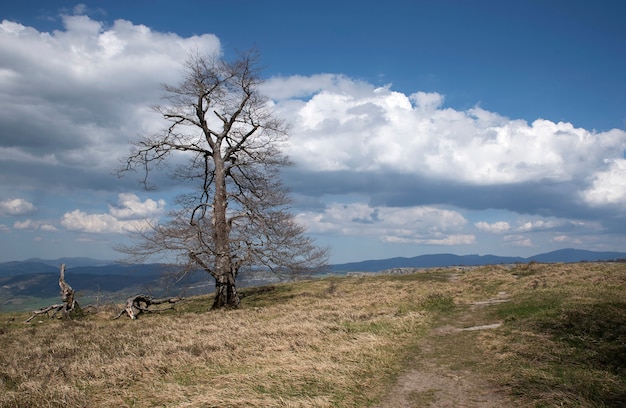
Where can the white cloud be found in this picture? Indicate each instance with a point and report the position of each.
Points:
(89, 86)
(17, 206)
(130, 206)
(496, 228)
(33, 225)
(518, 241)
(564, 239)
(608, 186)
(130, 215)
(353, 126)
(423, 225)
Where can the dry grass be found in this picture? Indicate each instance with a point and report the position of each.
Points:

==

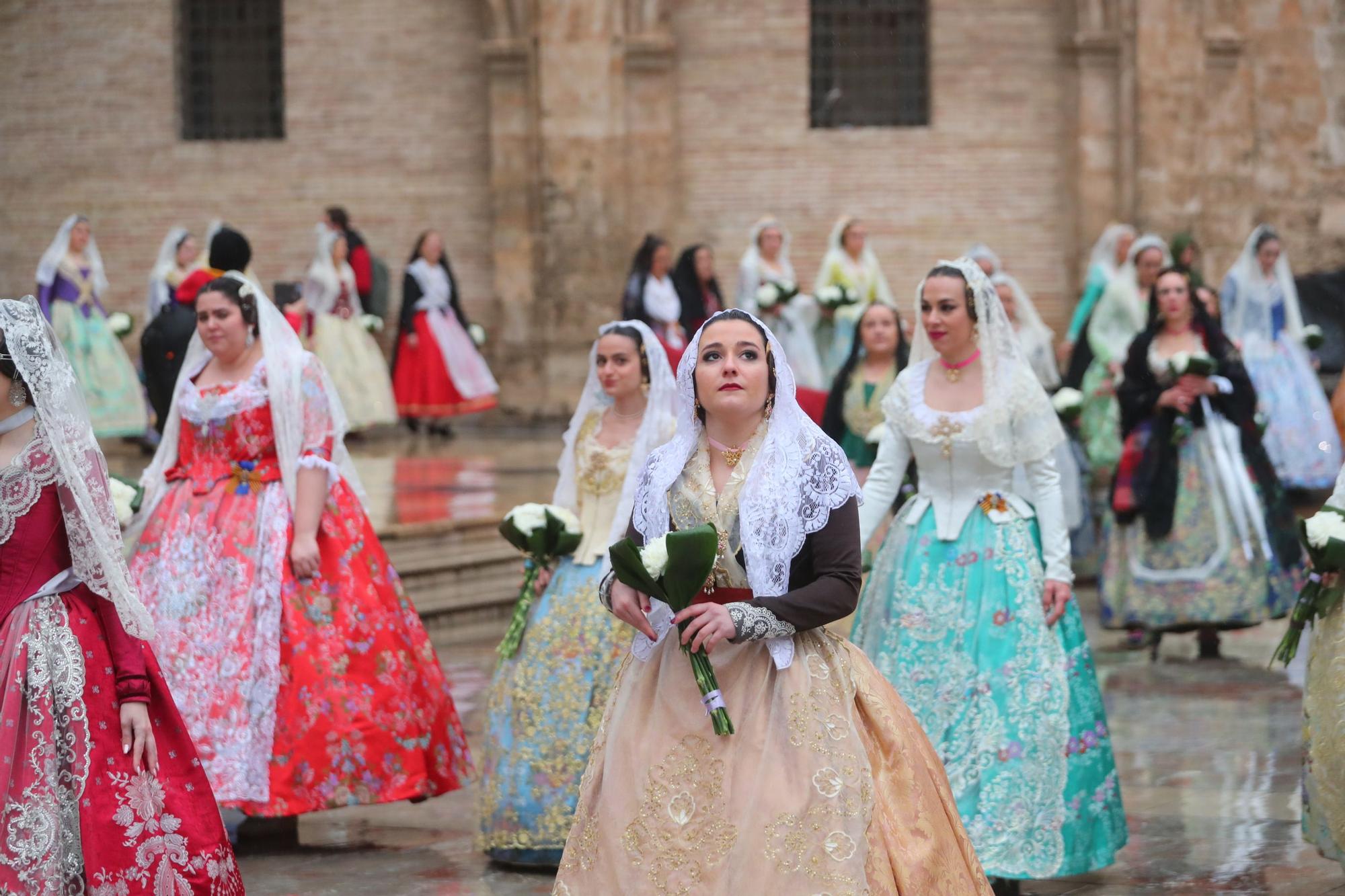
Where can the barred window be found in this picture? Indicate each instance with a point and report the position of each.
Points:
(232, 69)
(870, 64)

_WHAT IS EXPECTED_
Report every line containing the word "each" from the listing above.

_EXERCISE ANSWER_
Where can the white cloud be found in this picture? Indicate each instance with a point and report the position of each.
Where can the dry grass be found in this picture? Indicate each instance with a point and report the position of each.
Where can the barred window be found in this picture? Indicate each instance with a point and report the position of each.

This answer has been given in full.